> [Problem]: What you return must match the records below character for character, except that no picture appears.

*** Opening of Listed entries ***

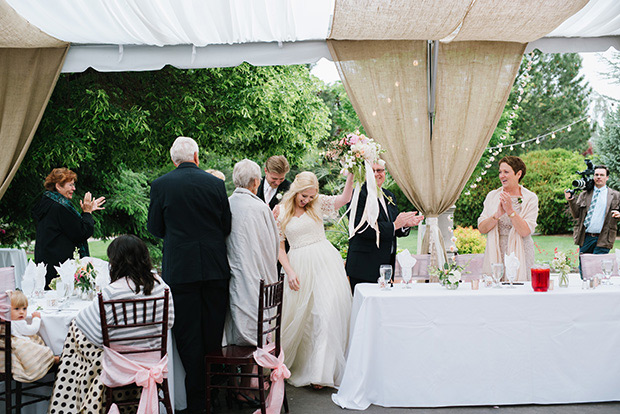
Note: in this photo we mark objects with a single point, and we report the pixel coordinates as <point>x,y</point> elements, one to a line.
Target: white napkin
<point>39,279</point>
<point>512,266</point>
<point>102,279</point>
<point>406,262</point>
<point>66,271</point>
<point>28,280</point>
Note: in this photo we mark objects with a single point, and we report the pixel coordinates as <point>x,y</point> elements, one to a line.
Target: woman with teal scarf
<point>60,227</point>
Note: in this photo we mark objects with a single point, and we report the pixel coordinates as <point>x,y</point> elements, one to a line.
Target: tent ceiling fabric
<point>18,33</point>
<point>259,24</point>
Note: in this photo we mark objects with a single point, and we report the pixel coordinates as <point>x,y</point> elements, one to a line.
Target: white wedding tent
<point>428,78</point>
<point>123,35</point>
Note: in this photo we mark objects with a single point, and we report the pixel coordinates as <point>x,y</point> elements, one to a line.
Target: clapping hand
<point>89,205</point>
<point>505,203</point>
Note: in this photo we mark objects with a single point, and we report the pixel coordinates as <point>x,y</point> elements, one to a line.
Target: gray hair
<point>245,172</point>
<point>183,149</point>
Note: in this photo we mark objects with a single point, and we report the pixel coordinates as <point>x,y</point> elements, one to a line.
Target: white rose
<point>454,277</point>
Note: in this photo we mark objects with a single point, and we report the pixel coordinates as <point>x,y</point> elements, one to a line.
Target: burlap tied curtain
<point>389,80</point>
<point>30,63</point>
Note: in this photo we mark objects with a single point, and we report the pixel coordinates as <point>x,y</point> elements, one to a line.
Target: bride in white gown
<point>317,300</point>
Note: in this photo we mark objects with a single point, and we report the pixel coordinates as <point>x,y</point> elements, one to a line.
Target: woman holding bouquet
<point>317,301</point>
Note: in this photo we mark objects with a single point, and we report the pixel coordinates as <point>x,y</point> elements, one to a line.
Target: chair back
<point>134,326</point>
<point>7,278</point>
<point>270,313</point>
<point>591,264</point>
<point>472,265</point>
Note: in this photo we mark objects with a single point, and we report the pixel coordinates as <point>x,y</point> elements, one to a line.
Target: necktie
<point>588,219</point>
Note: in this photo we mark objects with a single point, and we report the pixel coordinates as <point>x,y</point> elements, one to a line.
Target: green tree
<point>115,130</point>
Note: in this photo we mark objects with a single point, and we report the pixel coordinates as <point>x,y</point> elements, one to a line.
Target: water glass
<point>498,273</point>
<point>386,273</point>
<point>406,275</point>
<point>607,266</point>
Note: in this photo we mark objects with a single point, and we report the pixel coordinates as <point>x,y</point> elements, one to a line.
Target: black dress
<point>59,232</point>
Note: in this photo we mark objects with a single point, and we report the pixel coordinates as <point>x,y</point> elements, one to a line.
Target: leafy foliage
<point>115,130</point>
<point>549,173</point>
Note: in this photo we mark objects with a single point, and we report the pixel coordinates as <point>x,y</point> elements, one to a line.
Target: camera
<point>586,182</point>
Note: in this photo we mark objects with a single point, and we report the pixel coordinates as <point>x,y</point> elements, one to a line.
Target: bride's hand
<point>293,282</point>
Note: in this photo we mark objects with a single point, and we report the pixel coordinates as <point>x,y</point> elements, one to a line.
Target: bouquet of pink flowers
<point>354,151</point>
<point>357,153</point>
<point>85,277</point>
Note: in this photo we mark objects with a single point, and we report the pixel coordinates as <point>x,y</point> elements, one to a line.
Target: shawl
<point>63,201</point>
<point>529,213</point>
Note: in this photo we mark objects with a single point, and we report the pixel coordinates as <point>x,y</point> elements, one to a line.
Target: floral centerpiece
<point>357,153</point>
<point>449,275</point>
<point>562,264</point>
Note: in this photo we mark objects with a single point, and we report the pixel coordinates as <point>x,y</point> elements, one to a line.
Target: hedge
<point>549,173</point>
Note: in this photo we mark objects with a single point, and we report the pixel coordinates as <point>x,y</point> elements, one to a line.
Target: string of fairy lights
<point>496,150</point>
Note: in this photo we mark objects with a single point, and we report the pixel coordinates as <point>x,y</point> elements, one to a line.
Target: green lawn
<point>544,245</point>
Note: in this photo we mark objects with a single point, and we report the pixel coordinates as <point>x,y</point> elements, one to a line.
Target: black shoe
<point>243,399</point>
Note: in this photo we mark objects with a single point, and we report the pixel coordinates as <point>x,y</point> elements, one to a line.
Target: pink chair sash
<point>279,373</point>
<point>118,370</point>
<point>5,306</point>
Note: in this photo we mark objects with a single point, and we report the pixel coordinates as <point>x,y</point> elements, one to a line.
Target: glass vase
<point>451,286</point>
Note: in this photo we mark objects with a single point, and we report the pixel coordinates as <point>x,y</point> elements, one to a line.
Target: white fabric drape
<point>171,22</point>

*** Close of Listed entries ***

> [Your solution]:
Note: in this photo we mark objects with a single point, and we report the pixel coordinates as <point>x,y</point> elements, one to a line.
Target: white napkin
<point>39,279</point>
<point>512,266</point>
<point>102,279</point>
<point>406,262</point>
<point>66,271</point>
<point>28,280</point>
Note: in this photo we mark objects with a single point, and we report the pixel coordinates as <point>x,y</point> elements, one to a line.
Target: woman with teal scarf
<point>60,227</point>
Note: in this photo we mark objects with a single point, and we report the pixel coordinates as <point>x,y</point> elements, one to a line.
Target: tent ceiling fabric
<point>18,33</point>
<point>259,24</point>
Note: in this photo we mark objects with a single point, and we report the pixel coordinates as <point>x,y</point> elements, one to a line.
Target: white wedding tent
<point>428,78</point>
<point>123,35</point>
Note: in this photo we mark objects with a single point, and we report the pixel coordinates as <point>x,y</point> elements, one to a line.
Target: clapping hand
<point>89,205</point>
<point>505,203</point>
Note: in this photo we mark objects with a single point, and we report the pixel coordinates as <point>x,y</point> elements, one to a line.
Target: gray hair
<point>245,172</point>
<point>183,149</point>
Note: in this photo we mark objects with a single point, and we report the pixel coordinates as <point>x,y</point> elements, one to a line.
Target: white rose
<point>454,277</point>
Note: in this photo we mark objects with a single point, and we report the pixel coordinates as <point>x,y</point> elements, one to a line.
Target: burlap tied curtain
<point>389,80</point>
<point>30,63</point>
Note: in this photo we mark objects with a single point, and we report the pixel coordinates as <point>x,y</point> elements, one to a line.
Target: bride in white gown
<point>317,300</point>
Note: in this photo we mark objects with a single point, and we report the pixel coordinates as <point>x,y</point> elements, one to a line.
Target: woman holding bouquet
<point>317,301</point>
Note: in this photo we mark objects with a single point, and we report the pixel coordinates as <point>x,y</point> elements, one to a line.
Target: chair back
<point>134,326</point>
<point>7,278</point>
<point>270,313</point>
<point>591,264</point>
<point>472,265</point>
Note: in this photo we mark objects with a single point, and we report the pixel coordinates as <point>x,y</point> elements, one to a line.
Target: necktie
<point>588,219</point>
Note: in this photo we mark objects with a single point, and we report the pixel coordinates as <point>x,y</point> elements, one to a line.
Target: green tree
<point>115,130</point>
Note: in this photo we mark objects with a single point, and we report the pixel coordinates as <point>x,y</point> elements, one to a line.
Target: water glass
<point>498,273</point>
<point>386,273</point>
<point>406,275</point>
<point>607,266</point>
Note: in this photo we mark objects with a single point, and we report the pixel coordinates as <point>x,y</point> elements, one to a line.
Target: black dress
<point>59,232</point>
Note: in this photo we mark objects with a single point, and we report the pixel coordinates as <point>x,y</point> elements, one to a line.
Target: leafy foliage
<point>115,130</point>
<point>549,173</point>
Note: in this photo we mark objects with a single point, and we report the pixel coordinates as <point>x,y</point> elements, one to a line.
Target: camera
<point>586,182</point>
Note: in this photo we mark objects with a single point, and we report the pixel coordinates as <point>x,y</point> elements, one to a line.
Target: bride's hand
<point>293,282</point>
Note: in this photo we mark objects with a single point, and we report the pixel coordinates as <point>x,y</point> elements, one to a line.
Target: bouquet of pink flowers
<point>354,151</point>
<point>357,153</point>
<point>85,277</point>
Note: in this photo we mark objects with a single point, and we report the pixel coordinates as <point>x,y</point> elements, one to a line.
Target: shawl
<point>63,201</point>
<point>529,213</point>
Note: in this photo we mark objects with a single point, and we report the pixel coordinates as <point>x,y</point> elements, one to a line.
Target: floral centerpiece
<point>357,153</point>
<point>449,275</point>
<point>562,264</point>
Note: in this photo we mark objects with a single point, and we report the pixel coordinates as <point>x,y</point> elements, one to a line.
Target: hedge
<point>549,173</point>
Note: in this photo we mark objects with a single point, and we report the pixel coordinates as <point>x,y</point> elements, one to a line.
Target: string of fairy lights
<point>496,150</point>
Note: in this photo we mark objects with a single point, and we report the pixel coordinates as <point>x,y</point> elements, one to a line.
Target: green lawn
<point>544,245</point>
Note: in this photo we mark objects with a single point, and we report the pixel coordinates as <point>x,y</point> elements, one to a line.
Target: black shoe
<point>243,399</point>
Note: in this photo we mark objects with a single point, and we report the pixel coordinates as <point>x,y</point> elements, one to a line.
Target: pink chair sash
<point>279,373</point>
<point>118,370</point>
<point>5,306</point>
Note: in this photo we mark objects with a single point, and we report the pixel coordinates as <point>x,y</point> elements, one to a line.
Target: glass vase
<point>451,286</point>
Note: in this photo we mark objects with a single point, and we report the pixel coordinates as <point>x,y</point> elements, one to a line.
Target: white fabric drape
<point>171,22</point>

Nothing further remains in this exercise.